> _Work request 1_
List every film title mentioned in the film festival article below.
> _Work request 2_
Carry the film festival article below forward, starting after its final sentence.

+++ Page text

Wega Arts hosts film festival
Four days, 50 movies, 18 countries
The Weyauwega International Film Festival will return to the Gerold Opera House Nov. 9-12 for its sixth year of films from around the globe.
The festival, presented by Wega Arts, will screen 50 films representing 18 different countries.
All screenings will take place at the opera house, located at 136 E. Main St., in Weyauwega.
There will be a full bar, light menu with soup, sandwiches and desserts, as well as a full concession stand with fresh popcorn.
For the first time in decades, the balcony is open again, and there will also be a new lounge open downstairs.
Tickets are $15 for a day pass – good for any one film or a whole day of films.
Festival passes are $40 and good for the entire festival.
The full schedule may be found at wegafilm.com.
Festival passes and tickets may also be found online and at the Book Cellar, in Waupaca, and at Wega Motors, in Weyauwega.
The box office may be reached at 920-867-4888.
Many of the films were either made in Wisconsin or have Wisconsin connections.
The Wisconsin highlights include the film “Halfway,” which tells the story of a black man, played by Quinton Aaron of “The Blind Side.”
In “Halfway,” the man is recently released from prison and sets off to a small family farm in Wisconsin to work off some of the debt he owes his attorney, whose sister runs the farm.
In spite of the difficulties he faces, he learns to appreciate the simple and rewarding life he finds on the farm.
Filmed in Montfort, Wisconsin, “Halfway” will screen at 8:15 p.m. Wednesday, Nov. 9, and again at 4 p.m. Saturday, Nov. 12.
This year’s classic film is “Hud,” the 1963 film starring Paul Newman, Melvyn Douglas and Patricia Neal.
It will screen at 1:30 p.m. Thursday, Nov. 10, and will be introduced by Dr. Jack Rhodes.
One of this year’s documentaries is “Have A Baby.”
It is about a fertilization clinic that hosts an online contest. The prize is free in-vitro treatments for one couple.
One of the couples is from Green Bay.
“Have A Baby” screens at 7 p.m. Thursday, Nov. 10, and is preceded at 5:30 p.m. by “You See Me,” which is a look at a woman’s attempt to come to terms with her father and their family’s past after the father suffers from a debilitating stroke.
Weyauwega native Adam Zuehlke will return to the festival with his new thriller/horror short called “Cured.”

++++++
+++ Records supplied

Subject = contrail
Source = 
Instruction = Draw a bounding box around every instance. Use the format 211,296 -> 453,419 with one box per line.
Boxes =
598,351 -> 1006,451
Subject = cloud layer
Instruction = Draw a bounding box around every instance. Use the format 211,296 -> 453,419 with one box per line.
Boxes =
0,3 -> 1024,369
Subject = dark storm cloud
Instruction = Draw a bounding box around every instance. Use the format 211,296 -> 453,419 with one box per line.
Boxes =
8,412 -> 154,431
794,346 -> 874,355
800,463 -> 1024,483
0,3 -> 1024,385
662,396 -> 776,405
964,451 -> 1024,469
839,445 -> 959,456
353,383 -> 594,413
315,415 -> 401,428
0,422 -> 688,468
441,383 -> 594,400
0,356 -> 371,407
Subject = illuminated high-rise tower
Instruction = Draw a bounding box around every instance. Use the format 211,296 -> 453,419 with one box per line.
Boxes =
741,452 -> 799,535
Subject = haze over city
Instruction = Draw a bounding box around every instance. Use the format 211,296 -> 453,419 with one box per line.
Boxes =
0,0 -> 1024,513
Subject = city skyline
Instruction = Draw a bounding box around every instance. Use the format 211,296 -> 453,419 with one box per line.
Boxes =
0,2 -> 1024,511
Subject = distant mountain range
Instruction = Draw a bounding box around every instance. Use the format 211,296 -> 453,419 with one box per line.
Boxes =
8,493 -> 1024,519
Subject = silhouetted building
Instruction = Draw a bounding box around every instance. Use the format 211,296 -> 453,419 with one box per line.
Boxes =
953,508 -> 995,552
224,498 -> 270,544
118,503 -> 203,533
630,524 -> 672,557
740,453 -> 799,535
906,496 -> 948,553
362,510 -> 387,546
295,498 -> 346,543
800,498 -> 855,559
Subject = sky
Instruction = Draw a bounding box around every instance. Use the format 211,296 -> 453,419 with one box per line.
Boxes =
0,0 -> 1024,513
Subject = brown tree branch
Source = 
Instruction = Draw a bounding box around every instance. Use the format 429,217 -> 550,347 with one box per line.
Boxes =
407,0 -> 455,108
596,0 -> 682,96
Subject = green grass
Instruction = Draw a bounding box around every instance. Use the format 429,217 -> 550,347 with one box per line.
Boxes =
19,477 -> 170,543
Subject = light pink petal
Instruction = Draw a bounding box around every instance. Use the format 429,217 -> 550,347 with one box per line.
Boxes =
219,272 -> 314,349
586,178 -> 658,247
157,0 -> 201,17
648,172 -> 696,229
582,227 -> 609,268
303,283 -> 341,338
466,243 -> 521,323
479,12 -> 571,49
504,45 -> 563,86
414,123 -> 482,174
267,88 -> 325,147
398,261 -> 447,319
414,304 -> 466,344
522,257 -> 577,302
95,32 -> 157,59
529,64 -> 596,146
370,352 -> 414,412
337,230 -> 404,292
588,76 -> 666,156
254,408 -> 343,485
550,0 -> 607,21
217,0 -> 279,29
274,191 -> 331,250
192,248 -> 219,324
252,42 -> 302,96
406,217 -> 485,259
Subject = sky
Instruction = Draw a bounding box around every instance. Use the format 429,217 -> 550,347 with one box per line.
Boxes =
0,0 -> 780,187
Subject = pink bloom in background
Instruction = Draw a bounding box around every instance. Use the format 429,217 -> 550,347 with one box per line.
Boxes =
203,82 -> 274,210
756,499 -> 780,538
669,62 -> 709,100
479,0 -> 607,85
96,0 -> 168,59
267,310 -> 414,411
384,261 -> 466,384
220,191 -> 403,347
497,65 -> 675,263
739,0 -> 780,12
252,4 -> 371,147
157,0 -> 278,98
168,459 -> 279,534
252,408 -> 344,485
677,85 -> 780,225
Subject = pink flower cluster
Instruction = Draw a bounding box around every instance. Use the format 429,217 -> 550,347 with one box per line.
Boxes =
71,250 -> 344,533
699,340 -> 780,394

++++++

> _Exercise answer 1_
"Halfway"
"The Blind Side"
"Hud"
"Have A Baby"
"You See Me"
"Cured"

> _Exercise answer 2_
It deals with a family’s response to the aftermath of a pandemic that has stricken one of its own.
“Cured” screens at 9 p.m. Friday, Nov. 11, and again at 6:30 p.m. Saturday, Nov. 12.
On Friday, “Cured” will be followed by “Occupants” at 10:30 p.m.
This sci-fi story is about a couple, who after starting a vegan diet, discover a gateway to a parallel universe along with parallel and different versions of themselves.
The festival will include the Wisconsin premiere of “Written Off” at 2 p.m. Saturday, Nov. 12.
Directed by Molly Herrmann, the documentary tells the story of Matt, from northern Wisconsin, who at 17 became addicted to opioids after being given a prescription from his doctor for an ingrown toenail.
The addiction eventually leads to a heroin addiction, which recurs while he is living in Oshkosh.
Matt kept a journal from the time he was 17, and the filmmakers tell his story using these journals, family films and interviews.
This film provides insight into the life of an addict and the struggles and fears he faced on his own with little to no resources to help him out of his addiction.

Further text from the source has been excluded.